### WHAT YOU ARE ASKED TO DO
Identify and copy every line of the records that contains the word "would", treating uppercase and lowercase as different.

### ITEMS
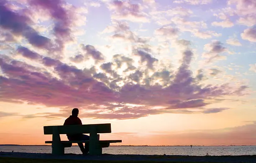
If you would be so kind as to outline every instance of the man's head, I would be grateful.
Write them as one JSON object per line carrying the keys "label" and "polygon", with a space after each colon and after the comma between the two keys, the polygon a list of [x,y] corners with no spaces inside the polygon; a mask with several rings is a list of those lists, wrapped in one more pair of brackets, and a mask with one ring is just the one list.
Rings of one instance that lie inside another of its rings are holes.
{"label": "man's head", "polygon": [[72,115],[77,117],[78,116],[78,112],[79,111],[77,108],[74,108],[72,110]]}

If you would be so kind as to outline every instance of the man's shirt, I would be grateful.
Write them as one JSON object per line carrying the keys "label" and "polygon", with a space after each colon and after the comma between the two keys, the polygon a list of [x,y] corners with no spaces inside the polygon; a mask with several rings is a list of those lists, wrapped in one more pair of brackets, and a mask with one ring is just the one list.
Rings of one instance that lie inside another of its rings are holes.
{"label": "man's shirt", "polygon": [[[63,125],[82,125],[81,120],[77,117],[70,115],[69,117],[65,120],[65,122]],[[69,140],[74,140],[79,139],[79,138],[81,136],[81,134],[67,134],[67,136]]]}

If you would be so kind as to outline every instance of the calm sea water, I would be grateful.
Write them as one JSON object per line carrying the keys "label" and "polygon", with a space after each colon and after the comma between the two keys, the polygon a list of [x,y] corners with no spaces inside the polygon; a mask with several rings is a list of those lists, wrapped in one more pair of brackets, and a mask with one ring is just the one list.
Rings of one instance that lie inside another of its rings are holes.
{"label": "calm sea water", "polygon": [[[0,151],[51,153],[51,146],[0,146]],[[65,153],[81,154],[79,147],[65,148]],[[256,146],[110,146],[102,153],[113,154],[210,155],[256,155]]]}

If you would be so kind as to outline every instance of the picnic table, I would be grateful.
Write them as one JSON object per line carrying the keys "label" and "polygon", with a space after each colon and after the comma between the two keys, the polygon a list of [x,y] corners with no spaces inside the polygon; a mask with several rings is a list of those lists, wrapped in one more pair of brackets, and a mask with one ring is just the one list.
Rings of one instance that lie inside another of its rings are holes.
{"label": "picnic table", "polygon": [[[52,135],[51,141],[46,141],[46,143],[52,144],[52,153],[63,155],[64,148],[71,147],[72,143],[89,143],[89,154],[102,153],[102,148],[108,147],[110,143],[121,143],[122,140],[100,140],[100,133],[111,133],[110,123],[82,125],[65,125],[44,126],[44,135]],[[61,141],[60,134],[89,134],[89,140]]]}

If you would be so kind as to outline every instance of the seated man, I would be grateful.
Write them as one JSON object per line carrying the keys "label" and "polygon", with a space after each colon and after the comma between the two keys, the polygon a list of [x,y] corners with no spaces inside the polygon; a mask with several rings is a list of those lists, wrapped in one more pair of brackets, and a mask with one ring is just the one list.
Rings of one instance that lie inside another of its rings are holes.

--

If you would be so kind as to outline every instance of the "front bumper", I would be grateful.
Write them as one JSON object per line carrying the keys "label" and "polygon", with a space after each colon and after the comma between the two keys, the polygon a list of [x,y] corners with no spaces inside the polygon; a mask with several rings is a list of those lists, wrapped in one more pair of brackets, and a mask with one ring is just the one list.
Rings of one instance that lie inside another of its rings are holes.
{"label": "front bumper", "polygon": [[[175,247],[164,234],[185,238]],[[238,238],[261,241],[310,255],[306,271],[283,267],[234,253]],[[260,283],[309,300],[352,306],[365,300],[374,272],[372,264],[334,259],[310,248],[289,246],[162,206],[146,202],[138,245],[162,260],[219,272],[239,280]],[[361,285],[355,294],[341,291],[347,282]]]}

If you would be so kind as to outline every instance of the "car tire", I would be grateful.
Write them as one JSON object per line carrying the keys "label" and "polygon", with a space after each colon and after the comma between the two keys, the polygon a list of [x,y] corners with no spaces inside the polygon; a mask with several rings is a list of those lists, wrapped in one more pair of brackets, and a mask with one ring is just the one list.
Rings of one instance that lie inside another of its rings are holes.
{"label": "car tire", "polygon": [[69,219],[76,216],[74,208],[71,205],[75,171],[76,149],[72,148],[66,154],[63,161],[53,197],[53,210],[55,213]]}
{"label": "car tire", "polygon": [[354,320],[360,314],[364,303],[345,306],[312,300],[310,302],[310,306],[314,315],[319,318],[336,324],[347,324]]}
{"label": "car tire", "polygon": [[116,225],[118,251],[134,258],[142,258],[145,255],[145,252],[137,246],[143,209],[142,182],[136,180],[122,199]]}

### EXPECTED OUTPUT
If you would be so kind as to outline every instance of the man's head, I would be grateful.
If you would be so kind as to outline every instance of the man's shirt, I would be grateful.
If you would be so kind as to outline every instance of the calm sea water, I would be grateful.
If you would be so kind as to outline every instance of the picnic table, I would be grateful.
If you would be so kind as to outline every instance of the seated man, I would be grateful.
If you would be so kind as to outline every instance of the "front bumper", I would be grateful.
If you would be so kind as to outline every instance of the "car tire", I would be grateful.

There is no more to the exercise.